What is required: Quote the part of the Gothic architecture article starting at "Although construction began" and ending at "the 14th century.".

Text under study:
Gothic architecture: Can the 12th-century style radically change how we build today? – CNN Style
Gothic architecture is tall, slender, sleek and elegant. New York-based architect Mark Foster Gage looks at the history of one of the world’s most recognizable architectural styles, and explains why gothic is not just a thing of the past.
Written by Mark Foster Gage, CNN
Little over a year ago the world nearly lost one of its most recognizable examples of Gothic architecture, as the spire and a sizeable part of the roof of the Cathedral of Notre Dame in Paris burned to ashes
. Now the debate carries on about what to do with the damaged building. Should the missing spire be restored to its original Gothic form, or updated with something more in line with the architecture of today? And what does it mean to be “Gothic” anyway? If something is Gothic can it also be contemporary? For such questions we need a little background.
Although construction began on the Cathedral of Notre Dame in 1160, it was not completed until nearly a century later, in 1260. And it wasn’t until 600 years after that, in 1860, that the aforementioned spire was added, as part of a larger building renovation campaign. Over its long life of construction, additions and subtractions, Notre Dame has witnessed a staggering amount of human history. It will survive the Covid-19 crisis, as it also survived World War II, World War I, the 1918 Spanish Flu, and the most devastating pandemic in human history — the Black Plague of the 14th century.

Stored records:
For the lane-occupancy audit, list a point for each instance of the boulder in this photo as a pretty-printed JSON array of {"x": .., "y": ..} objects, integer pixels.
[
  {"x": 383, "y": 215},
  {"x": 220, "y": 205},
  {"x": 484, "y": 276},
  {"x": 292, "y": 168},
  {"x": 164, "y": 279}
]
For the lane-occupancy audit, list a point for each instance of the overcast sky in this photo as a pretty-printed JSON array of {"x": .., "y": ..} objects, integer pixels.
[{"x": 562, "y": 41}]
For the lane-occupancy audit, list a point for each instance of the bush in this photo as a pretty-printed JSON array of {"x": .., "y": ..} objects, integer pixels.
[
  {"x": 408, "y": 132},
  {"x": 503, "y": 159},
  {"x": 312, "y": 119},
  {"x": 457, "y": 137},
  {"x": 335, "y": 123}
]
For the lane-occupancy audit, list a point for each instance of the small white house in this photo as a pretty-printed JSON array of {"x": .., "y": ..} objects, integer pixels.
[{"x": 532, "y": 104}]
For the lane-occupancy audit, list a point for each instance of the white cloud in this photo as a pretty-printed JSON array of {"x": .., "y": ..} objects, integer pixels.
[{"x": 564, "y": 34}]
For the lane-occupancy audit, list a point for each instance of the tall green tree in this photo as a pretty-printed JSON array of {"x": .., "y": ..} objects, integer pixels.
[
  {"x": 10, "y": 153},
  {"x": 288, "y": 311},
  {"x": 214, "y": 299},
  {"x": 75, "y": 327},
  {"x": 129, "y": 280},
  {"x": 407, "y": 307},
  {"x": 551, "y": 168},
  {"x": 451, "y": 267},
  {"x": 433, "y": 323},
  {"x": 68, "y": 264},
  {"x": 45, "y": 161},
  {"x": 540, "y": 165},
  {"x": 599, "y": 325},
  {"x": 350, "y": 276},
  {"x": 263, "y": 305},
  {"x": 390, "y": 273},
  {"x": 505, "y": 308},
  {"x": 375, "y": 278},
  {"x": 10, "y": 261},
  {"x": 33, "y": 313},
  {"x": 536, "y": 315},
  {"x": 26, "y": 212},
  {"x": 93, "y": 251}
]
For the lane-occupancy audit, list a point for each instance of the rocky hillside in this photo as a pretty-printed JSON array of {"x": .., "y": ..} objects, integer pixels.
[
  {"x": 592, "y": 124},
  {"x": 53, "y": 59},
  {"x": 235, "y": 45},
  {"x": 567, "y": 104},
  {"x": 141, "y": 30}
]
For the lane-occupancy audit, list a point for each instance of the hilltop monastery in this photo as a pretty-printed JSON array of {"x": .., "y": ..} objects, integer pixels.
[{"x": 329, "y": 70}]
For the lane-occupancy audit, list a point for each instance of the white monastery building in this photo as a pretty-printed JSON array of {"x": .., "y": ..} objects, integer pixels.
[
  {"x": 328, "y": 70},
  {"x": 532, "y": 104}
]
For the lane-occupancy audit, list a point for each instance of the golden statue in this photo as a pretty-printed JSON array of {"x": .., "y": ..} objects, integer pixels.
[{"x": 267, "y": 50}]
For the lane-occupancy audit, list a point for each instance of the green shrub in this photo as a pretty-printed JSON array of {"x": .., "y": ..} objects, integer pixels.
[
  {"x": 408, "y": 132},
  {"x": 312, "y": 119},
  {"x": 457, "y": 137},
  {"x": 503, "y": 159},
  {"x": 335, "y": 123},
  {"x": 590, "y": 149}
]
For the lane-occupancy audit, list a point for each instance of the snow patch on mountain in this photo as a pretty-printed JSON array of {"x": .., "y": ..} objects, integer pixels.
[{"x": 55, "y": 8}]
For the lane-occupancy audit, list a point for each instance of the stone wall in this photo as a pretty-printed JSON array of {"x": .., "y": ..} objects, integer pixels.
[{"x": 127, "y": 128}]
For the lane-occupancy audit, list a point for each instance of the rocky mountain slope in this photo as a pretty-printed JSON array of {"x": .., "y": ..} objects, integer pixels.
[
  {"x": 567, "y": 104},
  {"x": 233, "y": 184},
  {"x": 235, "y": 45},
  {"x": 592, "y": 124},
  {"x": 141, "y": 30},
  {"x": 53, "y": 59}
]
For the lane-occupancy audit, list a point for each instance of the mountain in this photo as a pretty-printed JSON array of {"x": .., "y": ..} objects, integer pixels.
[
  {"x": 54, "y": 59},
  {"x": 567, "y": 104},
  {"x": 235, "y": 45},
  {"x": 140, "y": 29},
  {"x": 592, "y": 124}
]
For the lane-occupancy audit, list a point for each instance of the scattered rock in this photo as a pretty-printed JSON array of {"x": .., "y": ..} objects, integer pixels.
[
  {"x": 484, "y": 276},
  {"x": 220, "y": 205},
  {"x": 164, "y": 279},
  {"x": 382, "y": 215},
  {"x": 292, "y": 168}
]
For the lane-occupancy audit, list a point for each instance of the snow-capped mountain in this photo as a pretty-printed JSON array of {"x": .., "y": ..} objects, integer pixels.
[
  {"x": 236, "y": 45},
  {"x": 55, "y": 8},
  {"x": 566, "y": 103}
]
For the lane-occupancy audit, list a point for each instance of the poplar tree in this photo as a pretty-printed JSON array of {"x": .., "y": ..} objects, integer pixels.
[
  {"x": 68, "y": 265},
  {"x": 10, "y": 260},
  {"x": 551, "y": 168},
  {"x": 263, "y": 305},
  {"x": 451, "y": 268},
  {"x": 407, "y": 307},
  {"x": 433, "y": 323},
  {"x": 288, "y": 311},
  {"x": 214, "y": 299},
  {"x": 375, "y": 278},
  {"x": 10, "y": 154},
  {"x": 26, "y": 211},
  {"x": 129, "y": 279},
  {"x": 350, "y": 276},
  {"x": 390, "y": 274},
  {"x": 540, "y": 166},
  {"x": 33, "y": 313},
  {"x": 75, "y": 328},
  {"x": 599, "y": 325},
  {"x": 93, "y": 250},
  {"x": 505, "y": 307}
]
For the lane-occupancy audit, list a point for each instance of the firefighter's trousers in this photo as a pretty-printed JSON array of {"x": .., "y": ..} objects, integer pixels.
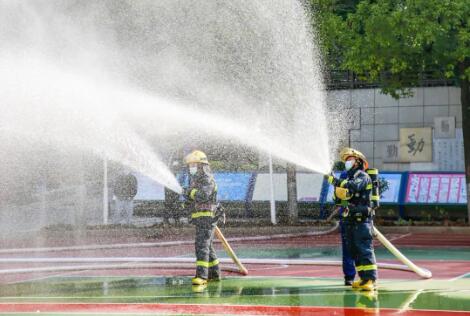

Answer section:
Although construction began on the Cathedral of Notre Dame in 1160, it was not completed until nearly a century later, in 1260. And it wasn’t until 600 years after that, in 1860, that the aforementioned spire was added, as part of a larger building renovation campaign. Over its long life of construction, additions and subtractions, Notre Dame has witnessed a staggering amount of human history. It will survive the Covid-19 crisis, as it also survived World War II, World War I, the 1918 Spanish Flu, and the most devastating pandemic in human history — the Black Plague of the 14th century.